§ Task to complete: Each line of data below must be printed exactly as written, with any pictures removed.

§ Exercise data:
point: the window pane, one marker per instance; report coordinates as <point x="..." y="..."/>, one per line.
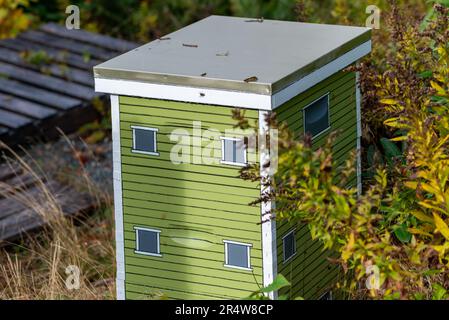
<point x="229" y="150"/>
<point x="148" y="241"/>
<point x="234" y="151"/>
<point x="144" y="140"/>
<point x="237" y="255"/>
<point x="240" y="151"/>
<point x="317" y="116"/>
<point x="289" y="246"/>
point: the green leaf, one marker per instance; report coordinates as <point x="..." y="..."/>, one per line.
<point x="441" y="226"/>
<point x="391" y="150"/>
<point x="426" y="74"/>
<point x="439" y="293"/>
<point x="278" y="283"/>
<point x="402" y="234"/>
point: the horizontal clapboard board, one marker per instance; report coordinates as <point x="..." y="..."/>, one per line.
<point x="46" y="80"/>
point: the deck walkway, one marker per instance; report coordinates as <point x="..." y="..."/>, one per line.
<point x="46" y="80"/>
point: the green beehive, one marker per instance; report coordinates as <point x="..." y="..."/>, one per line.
<point x="183" y="223"/>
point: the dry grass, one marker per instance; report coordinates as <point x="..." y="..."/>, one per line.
<point x="36" y="267"/>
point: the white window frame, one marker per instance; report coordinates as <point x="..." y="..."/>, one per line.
<point x="155" y="130"/>
<point x="328" y="115"/>
<point x="245" y="155"/>
<point x="137" y="229"/>
<point x="286" y="260"/>
<point x="248" y="248"/>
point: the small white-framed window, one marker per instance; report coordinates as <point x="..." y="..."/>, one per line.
<point x="237" y="255"/>
<point x="289" y="245"/>
<point x="145" y="140"/>
<point x="317" y="116"/>
<point x="233" y="151"/>
<point x="148" y="241"/>
<point x="326" y="296"/>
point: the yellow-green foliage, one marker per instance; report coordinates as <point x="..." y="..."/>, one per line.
<point x="12" y="18"/>
<point x="399" y="225"/>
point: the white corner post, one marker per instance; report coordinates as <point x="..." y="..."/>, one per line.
<point x="269" y="252"/>
<point x="118" y="206"/>
<point x="358" y="98"/>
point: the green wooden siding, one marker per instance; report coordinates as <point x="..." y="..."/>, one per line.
<point x="309" y="271"/>
<point x="196" y="207"/>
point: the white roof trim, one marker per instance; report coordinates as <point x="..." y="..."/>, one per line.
<point x="227" y="97"/>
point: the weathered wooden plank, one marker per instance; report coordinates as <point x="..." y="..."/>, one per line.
<point x="18" y="182"/>
<point x="65" y="44"/>
<point x="58" y="70"/>
<point x="3" y="130"/>
<point x="89" y="37"/>
<point x="13" y="120"/>
<point x="49" y="83"/>
<point x="61" y="56"/>
<point x="37" y="95"/>
<point x="24" y="107"/>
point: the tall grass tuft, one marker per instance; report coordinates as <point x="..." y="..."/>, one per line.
<point x="44" y="264"/>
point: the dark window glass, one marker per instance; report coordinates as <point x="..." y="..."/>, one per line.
<point x="148" y="241"/>
<point x="289" y="246"/>
<point x="326" y="296"/>
<point x="234" y="151"/>
<point x="237" y="255"/>
<point x="144" y="140"/>
<point x="316" y="116"/>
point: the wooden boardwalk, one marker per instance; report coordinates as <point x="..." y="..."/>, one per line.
<point x="46" y="80"/>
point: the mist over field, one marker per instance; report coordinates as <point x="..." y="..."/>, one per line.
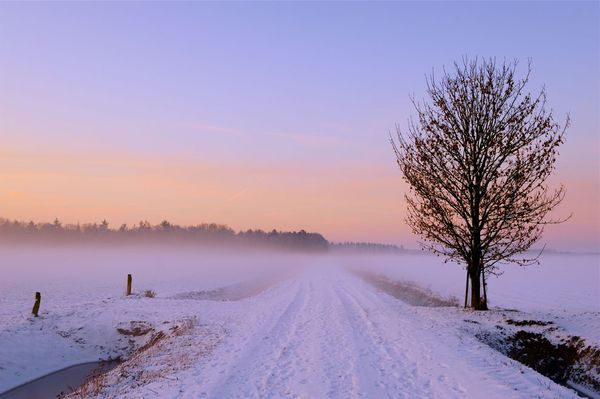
<point x="328" y="200"/>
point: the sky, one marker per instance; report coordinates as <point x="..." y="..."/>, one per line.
<point x="266" y="115"/>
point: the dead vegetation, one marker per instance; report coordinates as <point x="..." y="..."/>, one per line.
<point x="234" y="292"/>
<point x="565" y="359"/>
<point x="406" y="291"/>
<point x="160" y="354"/>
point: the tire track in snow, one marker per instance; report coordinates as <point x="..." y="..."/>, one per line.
<point x="254" y="371"/>
<point x="330" y="334"/>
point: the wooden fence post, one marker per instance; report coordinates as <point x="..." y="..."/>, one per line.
<point x="36" y="304"/>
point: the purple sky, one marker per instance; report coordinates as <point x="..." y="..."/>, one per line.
<point x="269" y="115"/>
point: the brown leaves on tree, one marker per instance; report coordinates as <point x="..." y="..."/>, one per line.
<point x="477" y="159"/>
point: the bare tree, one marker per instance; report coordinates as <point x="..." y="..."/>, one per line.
<point x="477" y="160"/>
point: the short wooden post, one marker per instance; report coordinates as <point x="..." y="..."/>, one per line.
<point x="36" y="304"/>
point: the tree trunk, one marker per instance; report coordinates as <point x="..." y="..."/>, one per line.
<point x="467" y="288"/>
<point x="484" y="287"/>
<point x="476" y="301"/>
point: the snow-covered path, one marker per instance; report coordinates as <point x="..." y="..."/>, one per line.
<point x="320" y="333"/>
<point x="329" y="334"/>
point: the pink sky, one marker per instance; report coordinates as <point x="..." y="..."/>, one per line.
<point x="264" y="115"/>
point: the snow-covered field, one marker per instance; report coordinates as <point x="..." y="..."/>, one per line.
<point x="319" y="331"/>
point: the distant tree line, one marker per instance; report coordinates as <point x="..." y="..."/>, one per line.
<point x="366" y="247"/>
<point x="164" y="232"/>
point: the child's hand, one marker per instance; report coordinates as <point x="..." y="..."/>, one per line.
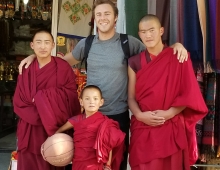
<point x="107" y="167"/>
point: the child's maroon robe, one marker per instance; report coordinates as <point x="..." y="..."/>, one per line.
<point x="94" y="137"/>
<point x="161" y="84"/>
<point x="53" y="89"/>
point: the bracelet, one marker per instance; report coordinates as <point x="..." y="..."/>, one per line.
<point x="108" y="167"/>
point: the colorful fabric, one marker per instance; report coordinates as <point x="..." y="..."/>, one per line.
<point x="211" y="132"/>
<point x="174" y="84"/>
<point x="163" y="13"/>
<point x="55" y="100"/>
<point x="94" y="137"/>
<point x="217" y="38"/>
<point x="75" y="16"/>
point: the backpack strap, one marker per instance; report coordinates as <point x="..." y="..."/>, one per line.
<point x="125" y="46"/>
<point x="88" y="44"/>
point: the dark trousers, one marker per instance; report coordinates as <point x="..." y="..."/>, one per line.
<point x="124" y="122"/>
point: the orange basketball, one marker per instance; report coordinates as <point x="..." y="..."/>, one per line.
<point x="58" y="149"/>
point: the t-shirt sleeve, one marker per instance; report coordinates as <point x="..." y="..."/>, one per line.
<point x="135" y="45"/>
<point x="78" y="51"/>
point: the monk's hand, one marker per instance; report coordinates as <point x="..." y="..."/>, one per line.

§ Response to the task:
point: the window pane, one marker per instance; report coordinates as <point x="..." y="..."/>, one per line.
<point x="229" y="150"/>
<point x="148" y="241"/>
<point x="234" y="151"/>
<point x="144" y="140"/>
<point x="237" y="255"/>
<point x="240" y="151"/>
<point x="317" y="116"/>
<point x="289" y="246"/>
point: the green leaf, one marker per instance; report coordinates as <point x="..." y="..."/>, one per line.
<point x="441" y="226"/>
<point x="391" y="150"/>
<point x="426" y="74"/>
<point x="439" y="293"/>
<point x="278" y="283"/>
<point x="402" y="234"/>
point: the horizontal clapboard board, one marker per instance; report coordinates as <point x="..." y="..."/>, one per line.
<point x="46" y="80"/>
point: the deck walkway, one marker per instance; report coordinates as <point x="..." y="..."/>, one per line.
<point x="46" y="80"/>
point: the green beehive, one marker per instance; report coordinates as <point x="..." y="..."/>, one per line.
<point x="183" y="223"/>
point: the dry grass, one marker per instance; report coordinates as <point x="..." y="..."/>, one per line.
<point x="36" y="267"/>
point: the white window frame, one marker per instance; report coordinates as <point x="..." y="..."/>, one per line.
<point x="155" y="130"/>
<point x="328" y="115"/>
<point x="245" y="155"/>
<point x="137" y="229"/>
<point x="286" y="260"/>
<point x="248" y="248"/>
point: the small white-framed window, one marker per instance; report coordinates as <point x="..." y="..."/>, one per line.
<point x="237" y="255"/>
<point x="289" y="245"/>
<point x="145" y="140"/>
<point x="317" y="116"/>
<point x="233" y="151"/>
<point x="148" y="241"/>
<point x="326" y="296"/>
point: the yellow-green foliage, one marker per instance; report coordinates as <point x="..." y="..."/>, one per line.
<point x="12" y="18"/>
<point x="399" y="225"/>
point: the white corner post, one marker per instance; report coordinates as <point x="..." y="..."/>, one per line.
<point x="269" y="252"/>
<point x="118" y="206"/>
<point x="358" y="98"/>
point: the green wooden siding, one marker per instance; report coordinates as <point x="..." y="..."/>, one per line.
<point x="309" y="271"/>
<point x="196" y="207"/>
point: the white roof trim, one marker per instance; report coordinates as <point x="..." y="..."/>, one per line.
<point x="227" y="97"/>
point: the weathered wooden plank, one marker per instance; report coordinates as <point x="..." y="..."/>, one per line.
<point x="18" y="182"/>
<point x="65" y="44"/>
<point x="58" y="70"/>
<point x="3" y="130"/>
<point x="89" y="37"/>
<point x="13" y="120"/>
<point x="49" y="83"/>
<point x="61" y="56"/>
<point x="37" y="95"/>
<point x="24" y="107"/>
point: the tall grass tuft, one marker per instance; report coordinates as <point x="..." y="..."/>, one per line.
<point x="44" y="264"/>
point: the dark window glass, one marker per instance; report coordinates as <point x="..." y="..."/>, one per line.
<point x="148" y="241"/>
<point x="289" y="246"/>
<point x="326" y="296"/>
<point x="234" y="151"/>
<point x="237" y="255"/>
<point x="144" y="140"/>
<point x="316" y="116"/>
point: the wooden boardwalk, one marker per instance; report coordinates as <point x="..." y="..."/>, one per line.
<point x="46" y="80"/>
point: the mist over field, one marker per instance; report coordinates as <point x="..." y="..."/>, one per line.
<point x="328" y="200"/>
point: the sky, one marker per instance; report coordinates as <point x="..." y="..."/>, one per line.
<point x="266" y="115"/>
point: the dead vegetation, one marker per instance; report coordinates as <point x="..." y="..."/>, one per line.
<point x="234" y="292"/>
<point x="565" y="359"/>
<point x="406" y="291"/>
<point x="160" y="354"/>
point: the tire track in snow, one marker per instance; report coordinates as <point x="..." y="..."/>, one per line.
<point x="254" y="371"/>
<point x="330" y="334"/>
point: the wooden fence post, one marker per instance; report coordinates as <point x="..." y="..."/>, one per line.
<point x="36" y="304"/>
point: the purple sky, one marker per instance; report coordinates as <point x="..." y="..."/>, one per line.
<point x="269" y="115"/>
point: the brown leaves on tree, one marker per instance; report coordinates as <point x="..." y="..."/>, one per line.
<point x="477" y="159"/>
point: the bare tree, one marker per instance; report coordinates as <point x="..." y="..."/>, one per line.
<point x="477" y="160"/>
point: the short wooden post, one marker per instance; report coordinates as <point x="..." y="..."/>, one per line.
<point x="36" y="304"/>
point: the tree trunk, one marker per instance; report coordinates as <point x="..." y="..."/>, one per line.
<point x="467" y="288"/>
<point x="484" y="287"/>
<point x="476" y="301"/>
point: the snow-covered path, one marker per instance; report coordinates as <point x="..." y="..."/>, one per line.
<point x="320" y="333"/>
<point x="329" y="334"/>
point: the pink sky, one marker per instance; report coordinates as <point x="..." y="..."/>, one per line.
<point x="264" y="115"/>
point: the snow-covered field, one marker per instance; report coordinates as <point x="..." y="..."/>, one per line.
<point x="319" y="331"/>
point: the distant tree line, one marker per instance; report coordinates as <point x="..." y="..."/>, one per line.
<point x="366" y="247"/>
<point x="164" y="232"/>
point: the child's hand, one marker per instance; report coordinates as <point x="..." y="..."/>, one per line.
<point x="107" y="167"/>
point: the child's maroon robe, one marker per instance; report coordinates as <point x="..." y="..."/>, one per line.
<point x="94" y="137"/>
<point x="161" y="84"/>
<point x="53" y="89"/>
point: the bracelet, one marker per instance; report coordinates as <point x="..." y="..."/>, one per line.
<point x="108" y="167"/>
point: the colorful fabric, one marker per instance; report coordinates as <point x="..." y="..."/>, one per line.
<point x="211" y="132"/>
<point x="174" y="84"/>
<point x="163" y="13"/>
<point x="55" y="100"/>
<point x="94" y="137"/>
<point x="217" y="38"/>
<point x="75" y="16"/>
point: the backpack strap, one marker per instance; report coordinates as <point x="..." y="..."/>, one per line.
<point x="125" y="46"/>
<point x="88" y="44"/>
point: the dark trousers, one marker per instance; report coordinates as <point x="..." y="..."/>, one per line.
<point x="124" y="122"/>
point: the orange basketball, one marker per instance; report coordinates as <point x="..." y="..."/>, one per line.
<point x="58" y="149"/>
point: the t-shirt sleeve, one marker per instance; report coordinates as <point x="..." y="..."/>, one per line.
<point x="135" y="45"/>
<point x="78" y="51"/>
point: the monk's hand, one marker per instance; report coordinates as <point x="..." y="..."/>, one per line.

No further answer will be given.